─── Dokumentauszug

Vor mehr als 20 Jahren hat die Europäische Union den Westbalkanländern eine Mitgliedschaft in Aussicht gestellt. Bei einem Gipfel am Montag im Rahmen des «Berlin-Prozesses» geht es um die Fortschritte der Länder:

Serbien (6,7 Millionen Einwohner).

Das nach Einwohnern grösste Westbalkanland Serbien ist seit 2012 EU-Beitrittskandidat, knapp zwei Jahre später begannen die Beitrittsgespräche. Problematisch ist aber vor allem Serbiens Verhältnis zum Kosovo. Belgrad erkennt die Unabhängigkeit der ehemaligen serbischen Provinz bis heute nicht an.

Vergangenes Jahr kam es zu Gewalt mit mehreren Toten im Nordkosovo, die Nato verstärkte ihre Kfor-Schutztruppe.

Extrem kritisch sieht Brüssel das enge Band Serbiens zu Russland. Die EU ruft Belgrad immer wieder auf, die gegen Moskau verhängten Sanktionen umzusetzen.

Kosovo (1,9 Millionen Einwohner)

Wegen des Konflikts mit Serbien gilt das Kosovo nur als «potenzieller» EU-Beitrittskandidat. Die EU-Kommission verweist daneben auf politische Instabilität, Korruption und organisiertes Verbrechen. Das mehrheitlich von ethnischen Albanern bewohnte Kosovo hatte sich 2008 für unabhängig von Serbien erklärt, knapp ein Jahrzehnt nach dem Kosovokrieg.

Neben Serbien erkennen auch fünf EU-Staaten die Unabhängigkeit des Kosovo aus Furcht vor Abspaltungen nicht an: Spanien, Griechenland, Rumänien, die Slowakei und Zypern. Der Weg Richtung EU ist damit versperrt, denn er erfordert den Konsens der 27.

──────
─── Datenauszug

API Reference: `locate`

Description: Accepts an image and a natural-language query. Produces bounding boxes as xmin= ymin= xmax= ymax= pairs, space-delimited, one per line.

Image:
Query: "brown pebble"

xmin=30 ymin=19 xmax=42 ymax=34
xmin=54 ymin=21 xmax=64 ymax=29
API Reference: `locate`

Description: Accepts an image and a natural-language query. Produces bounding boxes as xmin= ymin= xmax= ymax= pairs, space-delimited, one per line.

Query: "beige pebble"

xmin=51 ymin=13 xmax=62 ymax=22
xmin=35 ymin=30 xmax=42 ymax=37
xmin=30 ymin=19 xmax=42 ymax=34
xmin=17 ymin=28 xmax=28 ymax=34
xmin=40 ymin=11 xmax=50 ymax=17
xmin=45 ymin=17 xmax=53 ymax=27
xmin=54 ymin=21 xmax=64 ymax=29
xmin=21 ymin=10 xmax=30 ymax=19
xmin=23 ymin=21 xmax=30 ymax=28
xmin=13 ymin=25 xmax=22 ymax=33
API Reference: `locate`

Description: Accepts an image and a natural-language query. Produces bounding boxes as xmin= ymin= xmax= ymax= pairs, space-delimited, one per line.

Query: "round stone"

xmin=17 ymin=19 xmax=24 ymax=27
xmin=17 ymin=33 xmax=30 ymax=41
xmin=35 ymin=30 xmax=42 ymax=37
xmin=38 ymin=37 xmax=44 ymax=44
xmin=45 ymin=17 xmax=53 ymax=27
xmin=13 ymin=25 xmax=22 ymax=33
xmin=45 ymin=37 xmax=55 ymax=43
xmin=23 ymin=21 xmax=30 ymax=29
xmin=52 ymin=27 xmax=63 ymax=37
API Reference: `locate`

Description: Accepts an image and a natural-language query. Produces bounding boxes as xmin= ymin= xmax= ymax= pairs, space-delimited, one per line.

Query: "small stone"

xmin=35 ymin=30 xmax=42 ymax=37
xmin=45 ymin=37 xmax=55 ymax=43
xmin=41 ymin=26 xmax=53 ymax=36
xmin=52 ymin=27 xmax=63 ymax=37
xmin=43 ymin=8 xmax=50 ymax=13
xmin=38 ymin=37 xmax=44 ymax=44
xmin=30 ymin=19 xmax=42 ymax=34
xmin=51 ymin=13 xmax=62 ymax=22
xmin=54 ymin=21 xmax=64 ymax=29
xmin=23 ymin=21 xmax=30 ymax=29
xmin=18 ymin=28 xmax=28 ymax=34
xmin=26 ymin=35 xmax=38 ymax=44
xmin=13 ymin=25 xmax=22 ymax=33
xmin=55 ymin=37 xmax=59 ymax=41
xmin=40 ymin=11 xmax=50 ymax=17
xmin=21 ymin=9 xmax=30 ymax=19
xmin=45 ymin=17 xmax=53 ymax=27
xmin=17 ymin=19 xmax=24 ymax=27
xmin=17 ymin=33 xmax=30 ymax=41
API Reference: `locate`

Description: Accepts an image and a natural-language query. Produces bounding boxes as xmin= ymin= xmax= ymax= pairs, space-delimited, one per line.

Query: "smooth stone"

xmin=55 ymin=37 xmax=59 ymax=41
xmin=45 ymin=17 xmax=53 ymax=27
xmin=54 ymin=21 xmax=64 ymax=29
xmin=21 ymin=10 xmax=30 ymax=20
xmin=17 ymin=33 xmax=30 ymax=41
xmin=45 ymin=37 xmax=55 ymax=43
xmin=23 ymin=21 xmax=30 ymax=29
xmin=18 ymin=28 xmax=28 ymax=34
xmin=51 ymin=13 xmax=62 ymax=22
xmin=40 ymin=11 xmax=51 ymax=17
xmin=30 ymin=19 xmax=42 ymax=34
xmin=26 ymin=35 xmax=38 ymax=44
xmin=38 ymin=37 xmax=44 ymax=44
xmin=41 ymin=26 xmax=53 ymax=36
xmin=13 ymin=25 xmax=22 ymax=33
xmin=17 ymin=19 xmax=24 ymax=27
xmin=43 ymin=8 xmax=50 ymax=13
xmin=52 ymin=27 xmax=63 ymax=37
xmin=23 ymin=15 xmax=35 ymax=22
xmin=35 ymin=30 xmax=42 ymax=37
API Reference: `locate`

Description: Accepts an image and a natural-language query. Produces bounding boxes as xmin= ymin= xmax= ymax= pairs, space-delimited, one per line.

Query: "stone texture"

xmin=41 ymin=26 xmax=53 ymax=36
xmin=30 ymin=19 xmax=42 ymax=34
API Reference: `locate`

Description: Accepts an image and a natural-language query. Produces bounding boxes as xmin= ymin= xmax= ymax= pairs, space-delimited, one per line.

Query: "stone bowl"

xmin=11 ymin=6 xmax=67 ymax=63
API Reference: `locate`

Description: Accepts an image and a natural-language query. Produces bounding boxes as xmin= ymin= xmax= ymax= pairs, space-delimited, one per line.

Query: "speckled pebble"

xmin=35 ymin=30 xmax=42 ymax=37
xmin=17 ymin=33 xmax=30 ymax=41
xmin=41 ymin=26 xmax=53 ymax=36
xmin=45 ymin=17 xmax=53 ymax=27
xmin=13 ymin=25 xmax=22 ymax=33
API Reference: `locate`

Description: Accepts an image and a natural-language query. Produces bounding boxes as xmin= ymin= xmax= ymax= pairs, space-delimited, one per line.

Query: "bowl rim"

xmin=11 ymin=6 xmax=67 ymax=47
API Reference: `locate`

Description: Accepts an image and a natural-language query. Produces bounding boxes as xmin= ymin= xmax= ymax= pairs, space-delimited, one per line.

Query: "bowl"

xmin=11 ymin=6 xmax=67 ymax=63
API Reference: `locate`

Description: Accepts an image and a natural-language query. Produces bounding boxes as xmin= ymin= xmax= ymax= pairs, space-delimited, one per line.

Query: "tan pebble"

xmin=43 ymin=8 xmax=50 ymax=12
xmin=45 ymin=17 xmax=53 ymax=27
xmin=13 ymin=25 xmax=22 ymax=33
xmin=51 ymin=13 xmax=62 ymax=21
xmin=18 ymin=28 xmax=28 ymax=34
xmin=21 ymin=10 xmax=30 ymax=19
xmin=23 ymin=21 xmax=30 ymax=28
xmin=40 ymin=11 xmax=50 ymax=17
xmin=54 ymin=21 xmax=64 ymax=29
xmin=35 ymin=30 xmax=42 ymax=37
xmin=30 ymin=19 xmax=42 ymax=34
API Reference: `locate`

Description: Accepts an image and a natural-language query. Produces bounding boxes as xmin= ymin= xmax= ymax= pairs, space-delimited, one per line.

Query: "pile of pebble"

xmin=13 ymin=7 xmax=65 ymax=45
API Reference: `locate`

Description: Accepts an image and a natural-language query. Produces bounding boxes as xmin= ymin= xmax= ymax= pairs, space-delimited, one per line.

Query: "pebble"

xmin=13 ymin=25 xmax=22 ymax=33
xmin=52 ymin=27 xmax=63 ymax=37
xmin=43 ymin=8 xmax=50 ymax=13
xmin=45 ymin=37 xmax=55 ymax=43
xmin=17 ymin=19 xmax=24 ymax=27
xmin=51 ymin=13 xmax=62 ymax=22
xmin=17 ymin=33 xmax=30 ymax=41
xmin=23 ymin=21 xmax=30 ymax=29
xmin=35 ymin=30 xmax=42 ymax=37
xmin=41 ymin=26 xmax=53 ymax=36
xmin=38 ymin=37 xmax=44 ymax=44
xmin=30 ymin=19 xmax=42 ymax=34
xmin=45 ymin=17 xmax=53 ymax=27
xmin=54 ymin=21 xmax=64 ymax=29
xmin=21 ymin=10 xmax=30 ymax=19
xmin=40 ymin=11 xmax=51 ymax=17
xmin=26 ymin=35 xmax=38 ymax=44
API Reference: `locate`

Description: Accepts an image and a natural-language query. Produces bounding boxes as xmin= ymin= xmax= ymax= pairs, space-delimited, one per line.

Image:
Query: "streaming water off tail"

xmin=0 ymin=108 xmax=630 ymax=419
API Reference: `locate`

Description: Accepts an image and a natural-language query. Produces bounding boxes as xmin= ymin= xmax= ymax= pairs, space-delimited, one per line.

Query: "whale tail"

──────

Aufgabenstellung: Greife den Text über die EU-Beitrittsaussichten der Westbalkanländer nach seinem letzten Satz auf und setze ihn fort. Die Daten stammen aus einer anderen Quelle als der Text.

Antwortfeld:
Bosnien-Herzegowina (3,8 Millionen Einwohner)

Bosnien-Herzegowina erhielt im Zuge des Ukraine-Kriegs Ende 2022 den Status eines EU-Beitrittskandidaten.

Im März 2024 gaben die europäischen Staats- und Regierungschefs grünes Licht für die Verhandlungen. Bevor die Gespräche beginnen, muss das Land aber noch weitere Reformen umsetzen. Bosnien-Herzegowina hatte die Aufnahme in die EU 2016 beantragt. Als problematisch gilt die mangelnde Stabilität.

Nordmazedonien und Albanien

In der serbischen Teilrepublik Republika Srpska gibt es Abspaltungsbestrebungen. Russlands Präsident Wladimir Putin wird vorgeworfen, diese zu unterstützen. Zudem kommt es in dem Staatsgebilde, dessen Grundlage der Friedensvertrag von Dayton 1995 war, immer wieder zu Spannungen zwischen muslimischen Bosniern, orthodoxen Serben und katholischen Kroaten.

Nordmazedonien (2,1 Millionen Einwohner)

Nordmazedonien ist von den Westbalkan-Staaten bereits am längsten EU-Beitrittskandidat: seit 2005. Die EU eröffnete die formalen Beitrittsgespräche aber erst im Juli 2022, kurz nach dem russischen Angriff auf die Ukraine.

Fortschritte sind durch das Mitgliedsland Bulgarien vorerst blockiert: Sofia fordert eine Verfassungsreform von Nordmazedonien, in der die bulgarische Minderheit anerkannt wird.

Nordmazedonien hat bereits einiges für die Annäherung an die EU getan: Das frühere Mazedonien änderte 2019 sogar seinen Namen, um einen Konflikt mit Griechenland über eine dortige gleichnamige Region auszuräumen. Das ebnete Nordmazedonien ein Jahr später den Weg in die Nato.

Albanien (2,8 Millionen Einwohner)

Albanien trat 2009 der Nato bei und beantragte im selben Jahr den EU-Beitritt. Wie im Fall Nordmazedoniens fand im Juli 2022 die erste Regierungskonferenz zu den Beitrittsverhandlungen statt.

In diesem September gaben die EU-Länder die jahrelange Praxis auf, Fortschritte mit Albanien an solche in Nordmazedonien zu koppeln. Nach Angaben des ungarischen EU-Ratsvorsitzes sind am Dienstag erste inhaltliche Verhandlungen mit Tirana geplant. Als problematisch gelten die Korruption und die organisierte Kriminalität.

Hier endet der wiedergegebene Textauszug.